● Page text:
**********

# Sword regulation in the UK



## PhotonGuy (Apr 27, 2015)

I know that handguns are practically impossible to legally get in the UK but how about swords? I do know swords played a big role in the history and traditions of the UK so I would hope they aren't too regulated.


----------



## Tez3 (Apr 28, 2015)

Why don't you go and do some research instead of posting a random opinion up unless you are looking for a political argument.


----------



## PhotonGuy (Apr 28, 2015)

I am doing research, by asking about it here.


----------



## Tez3 (Apr 28, 2015)

That's not research, that's asking someone to do it for you.


----------



## Dirty Dog (Apr 28, 2015)

PhotonGuy said:


> I am doing research, by asking about it here.



You might want to start by learning what "doing research" actually means, then. Because this ain't it, bubba.


----------



## PhotonGuy (Apr 28, 2015)

Dirty Dog said:


> You might want to start by learning what "doing research" actually means, then. Because this ain't it, bubba.



Definition of research:  1.careful study that is done to find and report new knowledge about                                                   something
                                     2. the activity of getting information about a subject

I would say what Im doing here is research. See definition 2.


----------



## ballen0351 (Apr 28, 2015)

Well for starters your asking an impossible question  far too broad to answer.  Thats like asking what are the Gun laws in the US. Its impossible to answer since every city, state,county within the IS has its own law.  Well the UK is just  as broad if not far broader then the US.  I suggest doing some "Research" and narrow down your question and then try Google. There is a ton of info out there stop expecting everyone else to do your work for you


----------



## Tez3 (Apr 28, 2015)

If you'd actually asked what the laws were on owning, buying and using swords here you would have had a greater chance of an answer but all you actually did was express an opinion masking any question you may have had, well either that or you were forming up for an argument on gun laws which you aren't going to get  anyway.


----------



## PhotonGuy (Apr 28, 2015)

Tez3 said:


> If you'd actually asked what the laws were on owning, buying and using swords here you would have had a greater chance of an answer but all you actually did was express an opinion masking any question you may have had, well either that or you were forming up for an argument on gun laws which you aren't going to get  anyway.


If I wanted to argue a position on gun laws I would've done it in the firearms forum. I was just pointing out what I know concerning that in the UK, not whether I agree or disagree with it and frankly, since I don't live in the UK, I don't care. Anyway, yes, you pointed it out quite well about what I meant when you mention laws for owning, buying, and using swords. Also, transporting swords and knives. Although I don't live in the UK I have visited and I do plan to visit more in the future and while I wouldn't bring a gun to the UK, I might want to bring some blades so I would want to know the legality concerning that.


----------



## Tez3 (Apr 29, 2015)

**********

● Given data:
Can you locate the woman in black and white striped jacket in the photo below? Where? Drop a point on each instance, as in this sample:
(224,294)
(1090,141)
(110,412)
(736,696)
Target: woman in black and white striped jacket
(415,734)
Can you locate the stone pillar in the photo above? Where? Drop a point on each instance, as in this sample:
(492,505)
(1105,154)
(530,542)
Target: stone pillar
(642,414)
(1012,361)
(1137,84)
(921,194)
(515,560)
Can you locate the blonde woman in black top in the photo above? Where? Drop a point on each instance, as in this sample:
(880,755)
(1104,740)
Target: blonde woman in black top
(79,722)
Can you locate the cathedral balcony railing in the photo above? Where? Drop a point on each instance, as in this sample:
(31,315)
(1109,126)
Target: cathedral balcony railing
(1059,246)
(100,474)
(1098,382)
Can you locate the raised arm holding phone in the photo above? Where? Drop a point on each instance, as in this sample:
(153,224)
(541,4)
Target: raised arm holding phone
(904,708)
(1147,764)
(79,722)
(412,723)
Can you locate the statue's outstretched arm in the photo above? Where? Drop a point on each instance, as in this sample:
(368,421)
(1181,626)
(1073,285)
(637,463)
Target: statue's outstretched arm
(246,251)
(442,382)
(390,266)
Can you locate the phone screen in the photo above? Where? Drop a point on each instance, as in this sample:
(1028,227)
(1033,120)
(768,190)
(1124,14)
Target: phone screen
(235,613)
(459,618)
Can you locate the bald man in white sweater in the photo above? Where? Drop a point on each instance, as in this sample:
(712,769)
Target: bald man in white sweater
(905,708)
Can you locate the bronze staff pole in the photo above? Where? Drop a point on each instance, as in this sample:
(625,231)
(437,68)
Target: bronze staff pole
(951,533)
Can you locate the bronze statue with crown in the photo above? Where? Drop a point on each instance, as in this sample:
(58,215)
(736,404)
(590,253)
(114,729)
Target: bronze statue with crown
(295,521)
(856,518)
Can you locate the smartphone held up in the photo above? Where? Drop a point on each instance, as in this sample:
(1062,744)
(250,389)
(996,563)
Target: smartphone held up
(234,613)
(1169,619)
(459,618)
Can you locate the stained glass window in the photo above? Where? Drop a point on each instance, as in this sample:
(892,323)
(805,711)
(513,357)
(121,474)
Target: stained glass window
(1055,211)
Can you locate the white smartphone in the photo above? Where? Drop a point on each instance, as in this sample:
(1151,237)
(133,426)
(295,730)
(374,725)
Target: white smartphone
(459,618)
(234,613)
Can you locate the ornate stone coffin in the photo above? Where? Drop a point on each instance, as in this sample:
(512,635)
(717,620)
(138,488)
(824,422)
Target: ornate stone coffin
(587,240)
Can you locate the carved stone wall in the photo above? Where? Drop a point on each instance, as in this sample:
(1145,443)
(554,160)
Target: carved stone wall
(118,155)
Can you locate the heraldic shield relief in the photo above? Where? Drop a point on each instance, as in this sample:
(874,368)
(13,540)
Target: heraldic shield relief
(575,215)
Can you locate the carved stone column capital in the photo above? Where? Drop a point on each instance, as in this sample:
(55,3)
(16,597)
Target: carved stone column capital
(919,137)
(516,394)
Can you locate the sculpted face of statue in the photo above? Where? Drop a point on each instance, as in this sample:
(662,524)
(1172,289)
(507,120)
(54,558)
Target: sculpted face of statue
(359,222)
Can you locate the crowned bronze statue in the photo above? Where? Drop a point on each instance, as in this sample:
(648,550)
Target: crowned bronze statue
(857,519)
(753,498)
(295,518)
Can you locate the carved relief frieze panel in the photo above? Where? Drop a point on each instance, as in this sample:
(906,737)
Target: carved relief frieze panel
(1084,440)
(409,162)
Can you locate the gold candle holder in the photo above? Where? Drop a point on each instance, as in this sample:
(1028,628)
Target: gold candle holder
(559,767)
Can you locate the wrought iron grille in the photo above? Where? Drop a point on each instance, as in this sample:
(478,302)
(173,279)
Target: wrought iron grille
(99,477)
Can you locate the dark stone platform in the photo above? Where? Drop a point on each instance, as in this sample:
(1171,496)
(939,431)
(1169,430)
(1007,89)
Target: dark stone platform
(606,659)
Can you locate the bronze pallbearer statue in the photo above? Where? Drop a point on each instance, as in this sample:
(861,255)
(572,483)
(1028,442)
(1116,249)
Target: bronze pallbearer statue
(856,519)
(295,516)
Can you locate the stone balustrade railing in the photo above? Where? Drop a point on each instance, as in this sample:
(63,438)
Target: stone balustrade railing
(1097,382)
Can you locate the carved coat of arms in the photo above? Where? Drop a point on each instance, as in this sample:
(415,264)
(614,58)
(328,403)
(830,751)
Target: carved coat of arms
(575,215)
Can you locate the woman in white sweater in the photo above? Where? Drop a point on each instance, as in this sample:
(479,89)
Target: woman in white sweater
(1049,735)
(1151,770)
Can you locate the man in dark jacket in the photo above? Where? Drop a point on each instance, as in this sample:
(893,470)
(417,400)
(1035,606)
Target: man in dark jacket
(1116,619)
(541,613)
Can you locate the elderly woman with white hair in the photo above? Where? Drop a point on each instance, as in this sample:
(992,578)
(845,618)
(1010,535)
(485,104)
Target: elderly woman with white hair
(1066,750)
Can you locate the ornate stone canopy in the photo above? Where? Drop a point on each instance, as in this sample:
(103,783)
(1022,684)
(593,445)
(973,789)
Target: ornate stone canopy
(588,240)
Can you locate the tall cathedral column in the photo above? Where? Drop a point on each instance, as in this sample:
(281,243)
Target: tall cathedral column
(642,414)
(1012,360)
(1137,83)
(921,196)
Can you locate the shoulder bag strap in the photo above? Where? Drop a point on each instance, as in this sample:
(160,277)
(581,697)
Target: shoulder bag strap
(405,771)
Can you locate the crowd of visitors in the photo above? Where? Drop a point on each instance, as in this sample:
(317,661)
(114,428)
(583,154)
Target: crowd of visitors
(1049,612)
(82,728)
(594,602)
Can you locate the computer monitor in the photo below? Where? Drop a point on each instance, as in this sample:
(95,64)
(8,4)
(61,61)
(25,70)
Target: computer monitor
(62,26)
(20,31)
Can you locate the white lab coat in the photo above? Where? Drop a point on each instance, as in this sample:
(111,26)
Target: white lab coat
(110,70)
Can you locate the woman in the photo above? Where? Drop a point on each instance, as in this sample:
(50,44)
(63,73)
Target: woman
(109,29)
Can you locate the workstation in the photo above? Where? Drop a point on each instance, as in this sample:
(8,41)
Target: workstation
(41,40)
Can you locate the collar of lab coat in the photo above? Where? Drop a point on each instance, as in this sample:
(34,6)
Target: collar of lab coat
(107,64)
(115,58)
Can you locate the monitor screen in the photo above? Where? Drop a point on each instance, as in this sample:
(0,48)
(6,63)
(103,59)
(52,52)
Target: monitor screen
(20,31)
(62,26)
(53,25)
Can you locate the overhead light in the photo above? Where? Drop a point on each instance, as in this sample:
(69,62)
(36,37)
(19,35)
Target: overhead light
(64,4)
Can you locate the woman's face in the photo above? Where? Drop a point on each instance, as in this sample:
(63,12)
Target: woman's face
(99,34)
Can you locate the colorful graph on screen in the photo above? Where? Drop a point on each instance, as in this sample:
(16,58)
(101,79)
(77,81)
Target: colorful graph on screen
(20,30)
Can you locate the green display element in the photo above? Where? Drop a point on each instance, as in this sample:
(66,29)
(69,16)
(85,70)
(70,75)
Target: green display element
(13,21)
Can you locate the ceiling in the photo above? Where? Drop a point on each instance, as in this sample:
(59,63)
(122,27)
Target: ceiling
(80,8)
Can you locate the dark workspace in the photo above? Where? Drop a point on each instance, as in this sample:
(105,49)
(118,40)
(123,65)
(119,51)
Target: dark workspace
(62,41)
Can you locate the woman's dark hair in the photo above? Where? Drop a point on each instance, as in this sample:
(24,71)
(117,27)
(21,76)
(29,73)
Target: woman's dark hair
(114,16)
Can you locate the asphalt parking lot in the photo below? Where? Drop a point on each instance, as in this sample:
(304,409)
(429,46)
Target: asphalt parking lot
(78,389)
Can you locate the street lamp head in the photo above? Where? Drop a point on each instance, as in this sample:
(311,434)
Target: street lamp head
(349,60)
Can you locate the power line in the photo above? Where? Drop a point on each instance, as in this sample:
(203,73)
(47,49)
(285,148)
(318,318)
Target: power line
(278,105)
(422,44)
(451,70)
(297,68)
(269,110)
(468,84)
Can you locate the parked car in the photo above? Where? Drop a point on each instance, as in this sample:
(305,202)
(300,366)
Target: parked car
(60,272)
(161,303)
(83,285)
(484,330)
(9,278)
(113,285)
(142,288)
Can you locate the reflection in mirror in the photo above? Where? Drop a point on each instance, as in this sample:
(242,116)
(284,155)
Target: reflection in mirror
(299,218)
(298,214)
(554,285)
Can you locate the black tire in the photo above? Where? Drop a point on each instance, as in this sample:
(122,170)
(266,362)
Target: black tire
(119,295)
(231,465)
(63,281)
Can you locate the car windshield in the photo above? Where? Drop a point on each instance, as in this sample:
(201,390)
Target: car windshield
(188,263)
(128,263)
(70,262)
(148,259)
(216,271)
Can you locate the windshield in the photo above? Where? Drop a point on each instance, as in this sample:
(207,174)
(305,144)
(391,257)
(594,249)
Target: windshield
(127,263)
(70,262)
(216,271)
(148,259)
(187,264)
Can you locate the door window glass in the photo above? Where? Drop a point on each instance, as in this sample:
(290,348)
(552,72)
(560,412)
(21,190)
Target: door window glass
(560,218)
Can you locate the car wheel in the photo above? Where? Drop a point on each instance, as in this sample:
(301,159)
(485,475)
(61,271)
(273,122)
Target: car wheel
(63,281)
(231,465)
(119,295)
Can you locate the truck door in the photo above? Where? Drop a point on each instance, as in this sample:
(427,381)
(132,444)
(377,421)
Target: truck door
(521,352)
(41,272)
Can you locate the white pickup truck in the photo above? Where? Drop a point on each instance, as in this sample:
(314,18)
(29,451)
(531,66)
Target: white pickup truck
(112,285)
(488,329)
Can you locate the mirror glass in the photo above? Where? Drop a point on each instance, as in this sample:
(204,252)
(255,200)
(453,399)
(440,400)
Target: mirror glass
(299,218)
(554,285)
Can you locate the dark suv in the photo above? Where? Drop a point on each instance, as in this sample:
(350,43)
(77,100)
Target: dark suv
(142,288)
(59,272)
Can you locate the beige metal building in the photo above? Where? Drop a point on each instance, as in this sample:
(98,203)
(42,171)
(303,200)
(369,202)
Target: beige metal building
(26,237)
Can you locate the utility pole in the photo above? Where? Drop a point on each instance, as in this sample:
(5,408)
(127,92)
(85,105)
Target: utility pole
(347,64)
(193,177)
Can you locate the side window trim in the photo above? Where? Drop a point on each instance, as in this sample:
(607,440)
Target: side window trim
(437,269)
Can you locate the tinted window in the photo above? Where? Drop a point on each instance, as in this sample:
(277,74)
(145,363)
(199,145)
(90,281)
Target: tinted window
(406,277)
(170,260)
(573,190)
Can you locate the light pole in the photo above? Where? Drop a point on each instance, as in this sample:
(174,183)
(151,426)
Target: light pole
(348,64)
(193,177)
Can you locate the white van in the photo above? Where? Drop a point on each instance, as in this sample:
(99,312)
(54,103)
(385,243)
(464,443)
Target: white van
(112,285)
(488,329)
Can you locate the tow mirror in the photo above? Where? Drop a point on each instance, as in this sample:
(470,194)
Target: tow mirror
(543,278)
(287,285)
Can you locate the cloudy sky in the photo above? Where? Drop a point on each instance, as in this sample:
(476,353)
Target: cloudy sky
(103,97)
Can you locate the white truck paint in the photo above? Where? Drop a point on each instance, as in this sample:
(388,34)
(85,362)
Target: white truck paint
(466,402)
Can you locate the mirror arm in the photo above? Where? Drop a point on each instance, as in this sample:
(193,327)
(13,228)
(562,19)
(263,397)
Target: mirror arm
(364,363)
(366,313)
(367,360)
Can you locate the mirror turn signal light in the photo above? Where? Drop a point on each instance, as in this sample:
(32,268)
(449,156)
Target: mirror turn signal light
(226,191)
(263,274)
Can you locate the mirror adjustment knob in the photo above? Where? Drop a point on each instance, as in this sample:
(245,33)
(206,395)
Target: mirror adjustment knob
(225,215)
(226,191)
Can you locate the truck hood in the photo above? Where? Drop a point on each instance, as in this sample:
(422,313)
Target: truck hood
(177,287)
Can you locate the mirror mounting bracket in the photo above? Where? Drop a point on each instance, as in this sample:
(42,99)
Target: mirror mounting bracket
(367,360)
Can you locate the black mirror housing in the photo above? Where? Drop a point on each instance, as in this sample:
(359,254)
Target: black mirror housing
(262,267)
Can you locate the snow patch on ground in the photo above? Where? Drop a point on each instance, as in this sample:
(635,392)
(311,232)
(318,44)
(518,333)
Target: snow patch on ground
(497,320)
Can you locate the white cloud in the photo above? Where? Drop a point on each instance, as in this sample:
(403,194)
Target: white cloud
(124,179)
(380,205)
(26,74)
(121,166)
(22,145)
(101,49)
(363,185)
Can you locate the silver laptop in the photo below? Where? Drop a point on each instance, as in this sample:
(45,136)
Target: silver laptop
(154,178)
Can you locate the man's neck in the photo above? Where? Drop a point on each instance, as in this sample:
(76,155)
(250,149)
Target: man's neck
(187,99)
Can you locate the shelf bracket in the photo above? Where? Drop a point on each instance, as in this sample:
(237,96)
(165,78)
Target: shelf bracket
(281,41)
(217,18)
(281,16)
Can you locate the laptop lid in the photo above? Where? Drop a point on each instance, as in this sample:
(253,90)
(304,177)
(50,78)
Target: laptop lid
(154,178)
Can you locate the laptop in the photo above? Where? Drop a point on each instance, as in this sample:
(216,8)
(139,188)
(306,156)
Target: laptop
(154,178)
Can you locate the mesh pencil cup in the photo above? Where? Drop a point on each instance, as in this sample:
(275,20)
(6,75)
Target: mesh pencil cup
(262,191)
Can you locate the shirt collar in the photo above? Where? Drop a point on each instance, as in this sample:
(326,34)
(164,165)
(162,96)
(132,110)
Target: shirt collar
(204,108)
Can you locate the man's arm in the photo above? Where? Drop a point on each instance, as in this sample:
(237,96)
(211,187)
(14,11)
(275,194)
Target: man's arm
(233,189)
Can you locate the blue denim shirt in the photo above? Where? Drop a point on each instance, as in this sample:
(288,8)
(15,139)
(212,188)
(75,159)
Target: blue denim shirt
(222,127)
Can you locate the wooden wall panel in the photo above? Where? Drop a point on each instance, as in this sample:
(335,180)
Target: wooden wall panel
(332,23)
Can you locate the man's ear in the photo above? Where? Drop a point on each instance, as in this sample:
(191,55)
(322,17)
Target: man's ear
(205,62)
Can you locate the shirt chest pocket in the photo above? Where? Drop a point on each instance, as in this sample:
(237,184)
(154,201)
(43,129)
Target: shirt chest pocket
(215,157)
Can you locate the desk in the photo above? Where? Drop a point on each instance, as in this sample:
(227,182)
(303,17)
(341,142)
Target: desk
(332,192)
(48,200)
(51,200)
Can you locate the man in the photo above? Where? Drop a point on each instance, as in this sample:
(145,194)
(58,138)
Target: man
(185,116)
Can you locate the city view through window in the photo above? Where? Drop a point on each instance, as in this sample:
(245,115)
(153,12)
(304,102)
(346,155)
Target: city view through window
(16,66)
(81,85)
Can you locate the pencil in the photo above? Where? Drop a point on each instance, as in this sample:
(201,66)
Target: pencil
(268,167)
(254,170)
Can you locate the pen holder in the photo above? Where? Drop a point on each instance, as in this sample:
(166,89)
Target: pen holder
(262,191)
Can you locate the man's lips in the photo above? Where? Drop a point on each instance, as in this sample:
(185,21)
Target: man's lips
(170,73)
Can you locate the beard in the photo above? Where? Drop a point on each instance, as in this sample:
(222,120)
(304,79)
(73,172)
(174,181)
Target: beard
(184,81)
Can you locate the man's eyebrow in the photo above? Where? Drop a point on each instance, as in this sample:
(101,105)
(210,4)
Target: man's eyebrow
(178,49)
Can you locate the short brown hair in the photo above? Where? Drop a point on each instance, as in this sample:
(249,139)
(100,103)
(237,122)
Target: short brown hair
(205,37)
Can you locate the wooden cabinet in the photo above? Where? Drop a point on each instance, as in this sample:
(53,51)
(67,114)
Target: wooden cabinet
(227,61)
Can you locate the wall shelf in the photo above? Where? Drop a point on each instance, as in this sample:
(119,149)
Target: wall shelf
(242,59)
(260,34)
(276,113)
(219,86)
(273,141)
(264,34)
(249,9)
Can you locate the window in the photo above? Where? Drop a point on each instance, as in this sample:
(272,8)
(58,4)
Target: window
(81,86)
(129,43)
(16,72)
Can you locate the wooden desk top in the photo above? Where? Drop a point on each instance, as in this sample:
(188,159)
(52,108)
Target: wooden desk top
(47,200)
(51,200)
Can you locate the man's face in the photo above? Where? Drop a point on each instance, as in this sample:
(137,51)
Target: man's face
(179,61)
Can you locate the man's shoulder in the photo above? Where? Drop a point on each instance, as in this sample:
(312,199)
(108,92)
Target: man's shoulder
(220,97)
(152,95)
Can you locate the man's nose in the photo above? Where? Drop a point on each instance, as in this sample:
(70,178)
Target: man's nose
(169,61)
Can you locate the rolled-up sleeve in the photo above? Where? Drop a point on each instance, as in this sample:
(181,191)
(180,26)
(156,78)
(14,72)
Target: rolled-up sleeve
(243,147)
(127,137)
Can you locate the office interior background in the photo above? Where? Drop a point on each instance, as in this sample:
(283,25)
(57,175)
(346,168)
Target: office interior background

**********

● Prompt A: List every distinct username that posts in the sword regulation thread.
● Prompt B: In the sword regulation thread, which numbered definition of research does PhotonGuy say matches what he is doing?

● Full response A: PhotonGuy, Tez3, Dirty Dog, ballen0351

● Full response B: Definition 2: "the activity of getting information about a subject."